[Reading text]:
────────────────────
A double dissolution election is a serious matter. The provision exists so that if Parliament is simply unworkable (for example, a Senate that refuses to pass the Budget), the people have an opportunity to show their preferences and elect new representatives. It’s not there so that a leader can throw a tantrum if his favourite piece of legislation is blocked. That Abbott would repeatedly affirm his willingness to throw Parliament into disarray if he didn’t get his way shows an appalling amount of arrogance.
That was only hammered home by his response to a question about trust. Reminded that when he was Health Minister, Abbott broke a promise not to increase the Medicare Safety Net threshold, he excused himself by saying he was ‘rolled’ by his colleagues. Then he paused, broke into a broad grin and said, ‘But now I am the authority’.
This is not the thinking of a party leader, first among equals. This is someone who gives the clear impression that holding the Prime Ministership is a mandate to do whatever he wishes – and that if he doesn’t get what he wants, he’ll simply do whatever he can to get rid of those who stand in his way.
That, frankly, is the thinking of a would-be dictator.
Abbott wound up with a call to arms: ‘I’m ready, the Coalition is ready, Australia is ready’.
The question is: ‘Are we ready to elect someone who thinks the democratic process is his personal servant?’
────────────────────
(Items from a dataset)
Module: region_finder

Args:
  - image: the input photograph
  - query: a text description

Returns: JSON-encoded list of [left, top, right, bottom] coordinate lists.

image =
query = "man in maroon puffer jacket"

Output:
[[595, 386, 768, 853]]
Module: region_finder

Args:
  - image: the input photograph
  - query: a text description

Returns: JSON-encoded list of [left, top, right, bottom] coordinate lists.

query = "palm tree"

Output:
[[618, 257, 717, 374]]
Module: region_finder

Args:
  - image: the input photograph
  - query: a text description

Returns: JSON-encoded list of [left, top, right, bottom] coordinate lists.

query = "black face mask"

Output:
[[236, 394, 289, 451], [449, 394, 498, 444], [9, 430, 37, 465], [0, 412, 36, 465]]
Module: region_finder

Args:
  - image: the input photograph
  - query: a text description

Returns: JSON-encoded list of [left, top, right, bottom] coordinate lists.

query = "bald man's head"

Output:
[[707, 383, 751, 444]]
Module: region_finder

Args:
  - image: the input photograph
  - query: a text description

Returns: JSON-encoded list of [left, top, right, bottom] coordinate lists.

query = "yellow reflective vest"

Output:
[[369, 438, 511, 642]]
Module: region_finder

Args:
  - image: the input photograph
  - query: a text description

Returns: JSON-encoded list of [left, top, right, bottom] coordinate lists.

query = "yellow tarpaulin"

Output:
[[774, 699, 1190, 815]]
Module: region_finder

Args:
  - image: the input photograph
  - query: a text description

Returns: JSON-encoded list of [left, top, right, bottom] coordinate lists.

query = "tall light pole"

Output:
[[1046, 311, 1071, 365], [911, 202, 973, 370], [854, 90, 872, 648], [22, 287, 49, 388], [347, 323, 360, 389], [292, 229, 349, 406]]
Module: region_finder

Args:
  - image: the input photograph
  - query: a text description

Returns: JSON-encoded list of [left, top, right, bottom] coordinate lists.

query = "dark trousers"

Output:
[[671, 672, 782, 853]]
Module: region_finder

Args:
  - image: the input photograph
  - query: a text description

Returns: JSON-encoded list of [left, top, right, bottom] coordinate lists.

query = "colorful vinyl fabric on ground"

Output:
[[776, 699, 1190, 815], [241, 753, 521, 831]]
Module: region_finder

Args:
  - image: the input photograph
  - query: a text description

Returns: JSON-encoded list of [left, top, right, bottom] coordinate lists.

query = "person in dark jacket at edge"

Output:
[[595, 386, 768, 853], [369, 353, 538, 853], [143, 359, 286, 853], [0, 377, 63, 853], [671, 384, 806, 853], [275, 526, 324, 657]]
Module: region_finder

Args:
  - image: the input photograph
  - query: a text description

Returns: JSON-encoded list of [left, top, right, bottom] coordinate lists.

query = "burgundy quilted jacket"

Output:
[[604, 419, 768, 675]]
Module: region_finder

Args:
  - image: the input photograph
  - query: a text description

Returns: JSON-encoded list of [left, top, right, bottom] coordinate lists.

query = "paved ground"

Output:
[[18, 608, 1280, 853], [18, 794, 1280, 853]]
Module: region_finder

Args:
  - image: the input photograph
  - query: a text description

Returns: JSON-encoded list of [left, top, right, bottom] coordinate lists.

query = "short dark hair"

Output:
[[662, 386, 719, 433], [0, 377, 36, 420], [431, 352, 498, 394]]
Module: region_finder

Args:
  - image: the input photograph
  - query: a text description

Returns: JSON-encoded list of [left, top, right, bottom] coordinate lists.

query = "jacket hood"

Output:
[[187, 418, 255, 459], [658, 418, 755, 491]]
────────────────────
[Questions]:
1: Quote the opinion piece about Abbott word for word, from "This is not" to "a would-be dictator.", inclusive.
2: List every passage that the opinion piece about Abbott sets in single quotation marks.

[Task-by-task solutions]:
1:
This is not the thinking of a party leader, first among equals. This is someone who gives the clear impression that holding the Prime Ministership is a mandate to do whatever he wishes – and that if he doesn’t get what he wants, he’ll simply do whatever he can to get rid of those who stand in his way.
That, frankly, is the thinking of a would-be dictator.

2:
- 'rolled'
- 'But now I am the authority'
- 'I'm ready, the Coalition is ready, Australia is ready'
- 'Are we ready to elect someone who thinks the democratic process is his personal servant?'